SUPPLIED MATERIAL START
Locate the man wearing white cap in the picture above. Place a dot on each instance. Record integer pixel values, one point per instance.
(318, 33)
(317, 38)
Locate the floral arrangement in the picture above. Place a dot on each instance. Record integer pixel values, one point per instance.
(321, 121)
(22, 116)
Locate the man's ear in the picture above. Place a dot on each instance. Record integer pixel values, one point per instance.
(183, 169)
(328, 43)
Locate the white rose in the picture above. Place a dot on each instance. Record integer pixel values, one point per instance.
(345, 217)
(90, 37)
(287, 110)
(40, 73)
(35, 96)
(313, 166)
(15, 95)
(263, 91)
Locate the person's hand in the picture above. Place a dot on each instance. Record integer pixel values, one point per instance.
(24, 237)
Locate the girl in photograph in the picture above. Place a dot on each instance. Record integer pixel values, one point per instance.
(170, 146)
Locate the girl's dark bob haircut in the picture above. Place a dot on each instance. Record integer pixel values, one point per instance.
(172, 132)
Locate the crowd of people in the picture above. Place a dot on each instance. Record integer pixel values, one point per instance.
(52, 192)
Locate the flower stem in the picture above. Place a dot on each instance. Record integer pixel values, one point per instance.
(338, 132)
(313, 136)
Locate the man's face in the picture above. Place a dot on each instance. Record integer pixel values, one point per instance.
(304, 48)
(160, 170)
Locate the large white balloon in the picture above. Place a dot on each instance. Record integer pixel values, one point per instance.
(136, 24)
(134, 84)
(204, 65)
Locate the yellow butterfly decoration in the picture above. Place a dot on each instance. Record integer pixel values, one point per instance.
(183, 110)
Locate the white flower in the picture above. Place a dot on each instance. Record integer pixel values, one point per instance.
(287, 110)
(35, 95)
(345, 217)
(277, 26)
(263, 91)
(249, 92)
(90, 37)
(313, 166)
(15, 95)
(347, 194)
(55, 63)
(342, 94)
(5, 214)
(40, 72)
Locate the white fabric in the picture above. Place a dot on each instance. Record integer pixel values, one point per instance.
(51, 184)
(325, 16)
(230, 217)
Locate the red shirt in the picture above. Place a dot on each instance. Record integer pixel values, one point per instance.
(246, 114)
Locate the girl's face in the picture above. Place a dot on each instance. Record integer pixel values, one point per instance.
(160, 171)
SUPPLIED MATERIAL END
#### TASK DESCRIPTION
Word for word, copy out all of the data shown above.

#### ANSWER
Locate the man wearing white cap in the picture above. Place a dot on each instance. Record integer pixel values, one point per instance.
(318, 33)
(317, 38)
Locate the floral arrangement in the picture above. Place a dot on each instance. Record integer pixel values, one point per instance.
(321, 121)
(22, 116)
Locate the man's ear in the picture above. Place a dot on each instance. Record integer pixel values, one point per instance.
(183, 169)
(328, 43)
Locate the white rose in the picture above. Place a dot on each instance. Record integer pixel values, one point per instance.
(345, 217)
(90, 37)
(287, 110)
(40, 73)
(35, 96)
(313, 166)
(15, 95)
(263, 91)
Locate the person's hand in the picture above. Place a dot on each instance. Record integer pixel values, one point per instance.
(24, 237)
Locate the girl in photograph in the picture above. Place a dot on each instance. Record integer pixel values, one point per instance.
(170, 146)
Locate the girl's dark bob haircut in the picture above. Place a dot on each instance. Record integer pixel values, one point per instance.
(172, 132)
Locate the crowd of people in the picture above. Place a dot on each instance. Record integer pixel values, one point per instance.
(52, 192)
Locate the flower stem in the picture above. Place a dot on each instance. Record integer pixel values, one point per instance.
(338, 132)
(313, 136)
Locate the man's face in the picture above. Place a dot on each instance. Record integer pixel values, one point per instance.
(304, 48)
(160, 170)
Locate the large white balloon in the picture above. Place a dot on each instance. Record integer pixel values, one point per instance.
(136, 24)
(134, 84)
(204, 65)
Locate the yellow butterfly decoration in the picture above. Place a dot on each instance. Record integer pixel values, one point per instance.
(183, 110)
Locate the white flower in the picture above. Place a dot on each instance. Record integer pixel values, one point per instance.
(287, 110)
(35, 95)
(345, 217)
(277, 26)
(263, 91)
(249, 92)
(90, 37)
(313, 166)
(15, 95)
(347, 194)
(55, 63)
(342, 94)
(5, 214)
(40, 72)
Locate the white fabric in the picture above. Place a dot on each instance. Record integer pixel values, one point per instance.
(51, 184)
(325, 16)
(230, 217)
Locate the red shirt in the picture above. Place a dot on each instance. Record integer pixel values, one point per instance.
(246, 114)
Locate the girl's face in the picture above. Place a dot on each instance. Record integer pixel values, one point per instance.
(160, 171)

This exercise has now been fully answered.